### Stated exercise:
Write out the data below again, swapping "divided by" for "separated by" everywhere it occurs and leaving everything else unchanged.

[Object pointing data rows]
————————

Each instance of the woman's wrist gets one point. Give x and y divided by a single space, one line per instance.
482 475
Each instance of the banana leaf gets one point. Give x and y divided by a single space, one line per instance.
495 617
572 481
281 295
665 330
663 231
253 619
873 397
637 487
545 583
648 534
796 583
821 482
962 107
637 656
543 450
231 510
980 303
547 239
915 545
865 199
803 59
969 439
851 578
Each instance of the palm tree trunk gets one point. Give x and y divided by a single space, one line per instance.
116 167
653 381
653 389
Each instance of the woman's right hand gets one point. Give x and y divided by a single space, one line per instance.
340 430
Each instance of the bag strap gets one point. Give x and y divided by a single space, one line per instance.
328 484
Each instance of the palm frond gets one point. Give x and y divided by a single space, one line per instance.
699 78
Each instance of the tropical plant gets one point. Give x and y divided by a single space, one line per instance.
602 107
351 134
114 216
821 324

————————

### Task result:
Each instance of the woman's wrist gets one point. Give x and y separated by a single space, one line per instance.
482 475
Each instance of the banana leaf gets one point. Give x and y separated by a single space, one line per instance.
495 617
572 481
281 295
665 330
663 231
253 619
873 397
637 487
545 583
648 534
796 583
821 482
962 107
637 656
543 450
231 510
980 303
547 239
915 545
865 199
803 59
969 439
851 578
Each instance of the palm tree trunk gets one point. Give x and y separated by a single space, one line per instance.
116 167
653 381
653 389
Each instance of the woman's right hand gets one point. Give x and y separated by a single space, one line per instance.
340 430
Each instance of the bag strap gets one point. Give x and y separated by a single space, one line per instance.
328 484
Each instance of the palm frond gets one point. Give x and y separated by a single space, one line per instance.
699 78
Each instance of the tropical plant gets one point. Give x and y separated by a single space, one line per instance.
602 107
351 134
114 216
821 324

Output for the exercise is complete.